**What the exercise asks:**
Return every line below exactly.

**The data:**

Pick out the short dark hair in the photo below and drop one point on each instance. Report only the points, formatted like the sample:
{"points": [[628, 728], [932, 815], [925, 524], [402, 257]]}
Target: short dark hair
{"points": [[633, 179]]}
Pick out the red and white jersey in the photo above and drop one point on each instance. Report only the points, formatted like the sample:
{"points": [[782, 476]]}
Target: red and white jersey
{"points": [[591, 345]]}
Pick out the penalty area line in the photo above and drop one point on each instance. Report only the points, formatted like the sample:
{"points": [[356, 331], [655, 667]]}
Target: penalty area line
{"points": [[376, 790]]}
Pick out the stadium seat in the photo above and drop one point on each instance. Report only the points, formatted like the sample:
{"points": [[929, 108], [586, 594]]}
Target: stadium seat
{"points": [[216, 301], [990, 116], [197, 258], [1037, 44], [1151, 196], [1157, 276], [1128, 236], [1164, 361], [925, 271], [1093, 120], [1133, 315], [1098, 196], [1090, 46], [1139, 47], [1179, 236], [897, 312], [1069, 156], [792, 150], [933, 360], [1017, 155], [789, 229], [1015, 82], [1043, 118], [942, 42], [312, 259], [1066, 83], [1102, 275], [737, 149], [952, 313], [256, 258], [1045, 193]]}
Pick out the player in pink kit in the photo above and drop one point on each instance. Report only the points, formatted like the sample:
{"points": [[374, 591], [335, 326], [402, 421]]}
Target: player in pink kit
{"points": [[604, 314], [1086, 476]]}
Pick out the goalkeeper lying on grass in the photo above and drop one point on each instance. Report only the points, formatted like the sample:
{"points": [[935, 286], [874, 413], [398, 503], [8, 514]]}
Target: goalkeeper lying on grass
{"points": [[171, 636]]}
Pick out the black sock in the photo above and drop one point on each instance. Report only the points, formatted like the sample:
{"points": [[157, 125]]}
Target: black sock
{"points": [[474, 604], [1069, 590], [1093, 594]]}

**Task output:**
Pick out the short dark hair in the photo below and drop one point on each instance. Report only the points, formatted like the sample:
{"points": [[628, 728], [932, 815], [925, 524], [402, 257]]}
Target: short dark hair
{"points": [[633, 179]]}
Pick out the red and white jersey in the photo above and drop one point on each instance. Report only the points, formatted like the sample:
{"points": [[782, 476]]}
Target: red and white jersey
{"points": [[591, 345]]}
Pick out the penalty area line in the photo above and drop one point on each instance. Report only the points, formatted like the sample:
{"points": [[356, 331], [655, 667]]}
Target: penalty area line
{"points": [[376, 790]]}
Pick out the stadium seat in the photo above and drop one point on each instance. Report only the points, formatted like the sample:
{"points": [[929, 108], [586, 594]]}
Target: stadium seat
{"points": [[216, 301], [990, 116], [197, 258], [1037, 44], [1151, 196], [1157, 276], [1128, 236], [1164, 361], [925, 271], [1093, 120], [1133, 315], [1098, 196], [1090, 46], [1139, 47], [1179, 236], [897, 312], [1069, 156], [792, 150], [933, 360], [1017, 155], [789, 229], [1015, 82], [1043, 118], [942, 42], [312, 259], [1066, 83], [1102, 275], [737, 149], [952, 313], [256, 258], [1045, 193]]}
Pick out the player in pink kit in the photo above and drop one point on each instance. Report only the points, formatted like the sample:
{"points": [[374, 591], [335, 326], [402, 421]]}
Target: player in pink kit
{"points": [[604, 314], [1086, 476]]}
Pick out the goalkeeper lying on grass in the photo above and drop one point on each instance. Report only the points, formatted like the sample:
{"points": [[935, 286], [874, 413], [398, 503], [8, 514]]}
Target: goalkeeper lying on grass
{"points": [[171, 636]]}
Pick out the black sock in the photo above and drop one point on each instance. Report only the points, formatted like the sample:
{"points": [[157, 125]]}
Target: black sock
{"points": [[474, 604], [1069, 590], [1093, 594]]}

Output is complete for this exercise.